### Soal Latihan
1. Dalam kutipan tentang program Pertukaran Mahasiswa Merdeka, apa nama kegiatan pengenalan budaya yang diselenggarakan di Universitas Muhammadiyah Semarang?
2. Ubah bagian kutipan tentang program Pertukaran Mahasiswa Merdeka yang diawali kata-kata "Melalui program Pertukaran Mahasiswa Merdeka (PMM)" dan diakhiri "acara Kenali Asalku.", lalu tuliskan hasilnya dengan setiap "tarian" diganti menjadi "pertunjukan tari".

### Kutipan
□ □ □ □

Mempromosikan Kuliner Aceh Melalui Program Pertukaran Mahasiswa Merdeka

1 Desember 2022 | BBG News

(Dimuat di Serambi Indonesia, edisi 16 November 2022)

Mirda Mastura, mahasiswi Prodi Sarjana Keperawatan Universitas Bina Bangsa Getsempena dan anggota UKM Jurnalistik,  peserta Program Pertukaran Mahasiswa Merdeka Inbond Universitas Muhammadiyah Semarang.melaporkan dari Semarang, Jawa tengah.

 

Melalui program Pertukaran Mahasiswa Merdeka (PMM) Dalam Negeri (DN) batch 2 mahasiswa peserta berkesempatan mengenal dan memperkenalkan budaya dari daerah asal masing-masing. Kegiatan pengenalan budaya ini dirangkum dengan nama “Kenali Asalku” yang diselenggarakan di kampus penerima Universitas Muhammadiyah Semarang (UNIMUS).

 

Kegiatan ini menampilkan tarian sebagai simbol budaya dari masing masing daerah, Semua daerah menampilkan tarian terbaik dengan antusias yang luar biasa. Sebagai salah satu mahasiswa peserta PMM DN batch 2 di kampus penerima UNIMUS yang berasal dari Aceh, Saya turut berpartisipasi dalam rangkaian acara Kenali Asalku.

□ □ □ □

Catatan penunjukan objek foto
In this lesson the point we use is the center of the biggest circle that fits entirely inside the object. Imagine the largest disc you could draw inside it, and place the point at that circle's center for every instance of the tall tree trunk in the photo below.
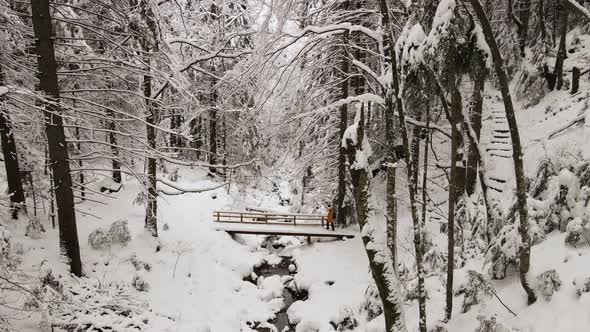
(394, 91)
(425, 169)
(213, 139)
(561, 52)
(525, 250)
(391, 200)
(383, 273)
(152, 119)
(471, 170)
(456, 105)
(80, 163)
(525, 14)
(114, 149)
(56, 139)
(224, 146)
(415, 150)
(13, 175)
(345, 68)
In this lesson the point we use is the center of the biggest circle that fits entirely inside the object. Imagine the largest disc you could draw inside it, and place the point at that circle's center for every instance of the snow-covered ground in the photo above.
(197, 276)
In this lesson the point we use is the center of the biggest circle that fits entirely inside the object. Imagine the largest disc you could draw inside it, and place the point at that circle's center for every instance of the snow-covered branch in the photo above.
(580, 8)
(180, 189)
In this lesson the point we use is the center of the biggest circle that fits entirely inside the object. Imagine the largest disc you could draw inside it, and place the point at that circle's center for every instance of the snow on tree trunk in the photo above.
(358, 150)
(456, 105)
(345, 67)
(525, 250)
(56, 139)
(13, 177)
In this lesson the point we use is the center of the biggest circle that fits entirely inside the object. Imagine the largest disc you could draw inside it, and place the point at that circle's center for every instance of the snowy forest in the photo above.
(295, 165)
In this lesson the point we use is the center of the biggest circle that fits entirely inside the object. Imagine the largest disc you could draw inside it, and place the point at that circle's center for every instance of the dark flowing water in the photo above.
(282, 269)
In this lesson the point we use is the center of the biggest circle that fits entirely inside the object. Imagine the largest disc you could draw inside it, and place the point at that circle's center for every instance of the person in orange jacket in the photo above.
(330, 218)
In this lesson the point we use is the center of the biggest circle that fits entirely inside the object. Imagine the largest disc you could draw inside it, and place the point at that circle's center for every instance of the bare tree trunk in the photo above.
(472, 166)
(152, 119)
(345, 68)
(394, 90)
(56, 139)
(13, 174)
(390, 215)
(425, 169)
(561, 52)
(456, 105)
(525, 14)
(114, 149)
(415, 150)
(383, 273)
(80, 163)
(213, 139)
(525, 250)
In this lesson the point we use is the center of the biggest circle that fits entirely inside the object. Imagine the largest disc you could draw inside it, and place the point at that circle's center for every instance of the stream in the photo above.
(281, 322)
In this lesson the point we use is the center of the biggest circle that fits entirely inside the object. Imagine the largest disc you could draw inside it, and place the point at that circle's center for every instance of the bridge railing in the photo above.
(269, 218)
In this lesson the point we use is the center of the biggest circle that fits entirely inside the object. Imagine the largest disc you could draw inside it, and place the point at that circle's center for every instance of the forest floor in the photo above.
(198, 277)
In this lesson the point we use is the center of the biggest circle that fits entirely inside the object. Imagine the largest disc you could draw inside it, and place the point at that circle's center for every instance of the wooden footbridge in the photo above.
(265, 223)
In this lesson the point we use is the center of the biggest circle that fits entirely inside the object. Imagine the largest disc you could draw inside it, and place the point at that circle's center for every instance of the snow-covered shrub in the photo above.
(140, 199)
(434, 260)
(583, 173)
(582, 285)
(536, 233)
(490, 324)
(139, 264)
(89, 304)
(373, 305)
(548, 283)
(475, 289)
(174, 176)
(503, 251)
(538, 184)
(100, 238)
(348, 322)
(34, 228)
(139, 284)
(4, 244)
(530, 86)
(119, 232)
(577, 230)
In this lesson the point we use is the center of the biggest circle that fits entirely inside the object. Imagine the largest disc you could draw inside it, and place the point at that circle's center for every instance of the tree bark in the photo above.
(525, 14)
(456, 105)
(13, 175)
(391, 160)
(561, 52)
(345, 68)
(383, 273)
(149, 44)
(213, 139)
(152, 119)
(472, 166)
(114, 149)
(525, 250)
(56, 140)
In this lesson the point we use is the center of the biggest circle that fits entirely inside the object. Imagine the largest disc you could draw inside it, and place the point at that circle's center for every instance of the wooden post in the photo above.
(575, 79)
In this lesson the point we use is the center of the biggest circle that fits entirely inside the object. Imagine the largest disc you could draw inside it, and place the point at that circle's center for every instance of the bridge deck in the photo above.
(278, 229)
(275, 224)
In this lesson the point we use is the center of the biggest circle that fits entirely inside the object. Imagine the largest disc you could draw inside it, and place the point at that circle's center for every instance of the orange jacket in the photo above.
(330, 215)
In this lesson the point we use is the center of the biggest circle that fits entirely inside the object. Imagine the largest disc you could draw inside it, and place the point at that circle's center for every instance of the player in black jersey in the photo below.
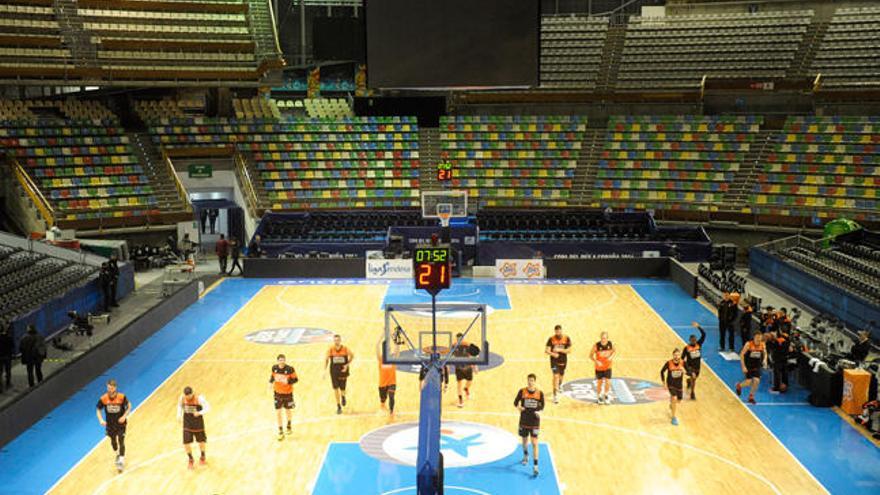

□ □ □ □

### Jawaban Lengkap
1. Kenali Asalku.

2.
Melalui program Pertukaran Mahasiswa Merdeka (PMM) Dalam Negeri (DN) batch 2 mahasiswa peserta berkesempatan mengenal dan memperkenalkan budaya dari daerah asal masing-masing. Kegiatan pengenalan budaya ini dirangkum dengan nama “Kenali Asalku” yang diselenggarakan di kampus penerima Universitas Muhammadiyah Semarang (UNIMUS).

 

Kegiatan ini menampilkan pertunjukan tari sebagai simbol budaya dari masing masing daerah, Semua daerah menampilkan pertunjukan tari terbaik dengan antusias yang luar biasa. Sebagai salah satu mahasiswa peserta PMM DN batch 2 di kampus penerima UNIMUS yang berasal dari Aceh, Saya turut berpartisipasi dalam rangkaian acara Kenali Asalku.